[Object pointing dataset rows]
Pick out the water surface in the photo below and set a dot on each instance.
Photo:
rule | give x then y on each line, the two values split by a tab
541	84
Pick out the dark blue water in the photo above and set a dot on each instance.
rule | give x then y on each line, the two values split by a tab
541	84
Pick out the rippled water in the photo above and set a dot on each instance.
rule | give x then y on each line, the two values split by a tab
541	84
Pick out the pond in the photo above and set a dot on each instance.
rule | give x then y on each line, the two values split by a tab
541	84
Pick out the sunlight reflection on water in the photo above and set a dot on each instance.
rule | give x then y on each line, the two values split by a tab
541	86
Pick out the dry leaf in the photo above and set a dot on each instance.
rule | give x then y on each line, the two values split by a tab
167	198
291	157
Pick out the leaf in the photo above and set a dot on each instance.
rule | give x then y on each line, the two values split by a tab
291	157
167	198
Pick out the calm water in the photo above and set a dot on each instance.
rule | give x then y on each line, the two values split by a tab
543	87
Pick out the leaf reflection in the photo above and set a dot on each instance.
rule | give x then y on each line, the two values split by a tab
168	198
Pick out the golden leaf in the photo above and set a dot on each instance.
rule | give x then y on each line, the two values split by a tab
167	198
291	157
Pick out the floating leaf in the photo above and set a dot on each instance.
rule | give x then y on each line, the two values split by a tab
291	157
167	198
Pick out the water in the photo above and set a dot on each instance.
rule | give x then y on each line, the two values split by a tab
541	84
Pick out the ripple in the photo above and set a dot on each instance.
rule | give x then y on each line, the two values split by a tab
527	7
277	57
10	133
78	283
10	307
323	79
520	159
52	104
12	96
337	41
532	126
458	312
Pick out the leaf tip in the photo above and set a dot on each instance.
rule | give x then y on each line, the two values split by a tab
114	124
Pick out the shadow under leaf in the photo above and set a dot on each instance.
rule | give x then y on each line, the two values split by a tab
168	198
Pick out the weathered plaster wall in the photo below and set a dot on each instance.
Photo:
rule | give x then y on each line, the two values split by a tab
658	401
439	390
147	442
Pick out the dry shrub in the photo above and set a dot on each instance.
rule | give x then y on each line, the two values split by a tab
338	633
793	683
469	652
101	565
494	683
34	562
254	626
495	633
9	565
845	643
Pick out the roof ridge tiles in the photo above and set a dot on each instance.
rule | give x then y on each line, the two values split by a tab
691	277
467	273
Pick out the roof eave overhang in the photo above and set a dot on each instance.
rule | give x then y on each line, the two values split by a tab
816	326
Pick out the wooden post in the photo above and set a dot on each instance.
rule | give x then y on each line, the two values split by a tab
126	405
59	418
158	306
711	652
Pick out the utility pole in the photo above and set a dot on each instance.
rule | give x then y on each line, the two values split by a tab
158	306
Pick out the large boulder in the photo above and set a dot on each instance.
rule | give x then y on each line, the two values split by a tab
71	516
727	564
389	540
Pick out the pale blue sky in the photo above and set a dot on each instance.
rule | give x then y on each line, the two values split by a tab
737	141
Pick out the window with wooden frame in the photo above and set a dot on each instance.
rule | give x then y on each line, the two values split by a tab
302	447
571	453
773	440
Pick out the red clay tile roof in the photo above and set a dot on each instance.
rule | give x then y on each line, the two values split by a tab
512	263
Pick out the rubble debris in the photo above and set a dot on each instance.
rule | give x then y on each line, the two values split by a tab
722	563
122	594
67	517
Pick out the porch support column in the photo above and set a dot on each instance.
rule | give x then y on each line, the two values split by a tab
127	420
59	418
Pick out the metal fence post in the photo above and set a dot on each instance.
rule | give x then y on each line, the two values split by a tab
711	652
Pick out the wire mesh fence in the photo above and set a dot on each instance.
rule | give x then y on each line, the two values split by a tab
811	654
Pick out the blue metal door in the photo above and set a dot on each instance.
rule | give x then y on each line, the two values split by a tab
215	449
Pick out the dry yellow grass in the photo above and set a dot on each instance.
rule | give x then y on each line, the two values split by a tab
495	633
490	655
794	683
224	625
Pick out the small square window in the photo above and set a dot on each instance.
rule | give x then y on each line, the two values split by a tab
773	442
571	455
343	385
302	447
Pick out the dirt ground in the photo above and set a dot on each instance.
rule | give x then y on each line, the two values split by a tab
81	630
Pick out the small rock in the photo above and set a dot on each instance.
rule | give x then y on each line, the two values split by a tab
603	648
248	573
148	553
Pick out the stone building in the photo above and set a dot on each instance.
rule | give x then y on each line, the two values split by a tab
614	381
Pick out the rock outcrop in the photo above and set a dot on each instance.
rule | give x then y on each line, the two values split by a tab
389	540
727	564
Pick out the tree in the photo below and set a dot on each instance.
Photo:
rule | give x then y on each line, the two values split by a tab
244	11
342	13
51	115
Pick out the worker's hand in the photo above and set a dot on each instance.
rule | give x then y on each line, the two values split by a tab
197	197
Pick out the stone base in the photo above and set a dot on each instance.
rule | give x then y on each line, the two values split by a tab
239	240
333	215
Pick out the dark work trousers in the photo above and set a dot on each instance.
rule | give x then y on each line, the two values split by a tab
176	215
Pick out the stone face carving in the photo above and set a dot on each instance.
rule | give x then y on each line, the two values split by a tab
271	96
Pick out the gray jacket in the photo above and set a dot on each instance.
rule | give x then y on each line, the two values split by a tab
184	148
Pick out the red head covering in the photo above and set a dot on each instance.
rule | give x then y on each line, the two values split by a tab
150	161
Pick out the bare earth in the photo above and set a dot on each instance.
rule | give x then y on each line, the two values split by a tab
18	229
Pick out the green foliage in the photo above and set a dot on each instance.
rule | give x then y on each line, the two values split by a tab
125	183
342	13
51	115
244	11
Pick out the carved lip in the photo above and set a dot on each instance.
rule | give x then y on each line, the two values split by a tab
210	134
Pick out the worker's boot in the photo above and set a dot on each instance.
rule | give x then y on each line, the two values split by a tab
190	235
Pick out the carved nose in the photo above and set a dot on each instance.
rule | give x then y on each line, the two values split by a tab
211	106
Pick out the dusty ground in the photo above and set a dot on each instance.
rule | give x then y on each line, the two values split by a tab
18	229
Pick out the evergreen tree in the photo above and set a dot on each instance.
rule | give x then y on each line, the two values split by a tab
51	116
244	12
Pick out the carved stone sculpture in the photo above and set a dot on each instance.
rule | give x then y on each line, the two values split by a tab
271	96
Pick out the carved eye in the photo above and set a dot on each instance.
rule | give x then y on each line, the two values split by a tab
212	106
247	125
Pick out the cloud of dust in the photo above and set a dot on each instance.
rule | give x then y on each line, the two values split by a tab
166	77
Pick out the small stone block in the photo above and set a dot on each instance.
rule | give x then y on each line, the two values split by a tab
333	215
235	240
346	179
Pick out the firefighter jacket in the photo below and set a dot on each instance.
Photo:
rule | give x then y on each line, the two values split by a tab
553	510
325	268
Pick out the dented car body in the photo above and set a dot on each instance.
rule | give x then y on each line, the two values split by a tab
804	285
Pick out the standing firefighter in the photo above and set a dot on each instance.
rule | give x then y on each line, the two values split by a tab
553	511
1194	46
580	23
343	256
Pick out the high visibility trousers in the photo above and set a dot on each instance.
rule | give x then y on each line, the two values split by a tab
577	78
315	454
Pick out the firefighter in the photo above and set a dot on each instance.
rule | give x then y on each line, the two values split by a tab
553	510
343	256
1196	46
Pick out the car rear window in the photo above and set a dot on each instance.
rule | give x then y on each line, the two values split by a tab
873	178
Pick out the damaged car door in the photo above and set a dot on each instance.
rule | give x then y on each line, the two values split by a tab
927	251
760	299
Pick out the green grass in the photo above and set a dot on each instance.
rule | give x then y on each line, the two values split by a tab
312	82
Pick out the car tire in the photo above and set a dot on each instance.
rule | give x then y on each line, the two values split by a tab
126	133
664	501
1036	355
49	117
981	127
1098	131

Requirement - Output the records again word for word, starting at the line that contains "Pick out the green grass" and continuing through the final line of the records.

Task answer -
Pick out the green grass in the photo above and set a dot on each instance.
rule | give x then y on each line, the two values split by a tab
312	82
Pick out the car tire in the photo above and set a dot on each instance.
rule | give x then y on each line, the two values split by a tab
126	133
664	501
1036	355
49	117
981	127
1098	131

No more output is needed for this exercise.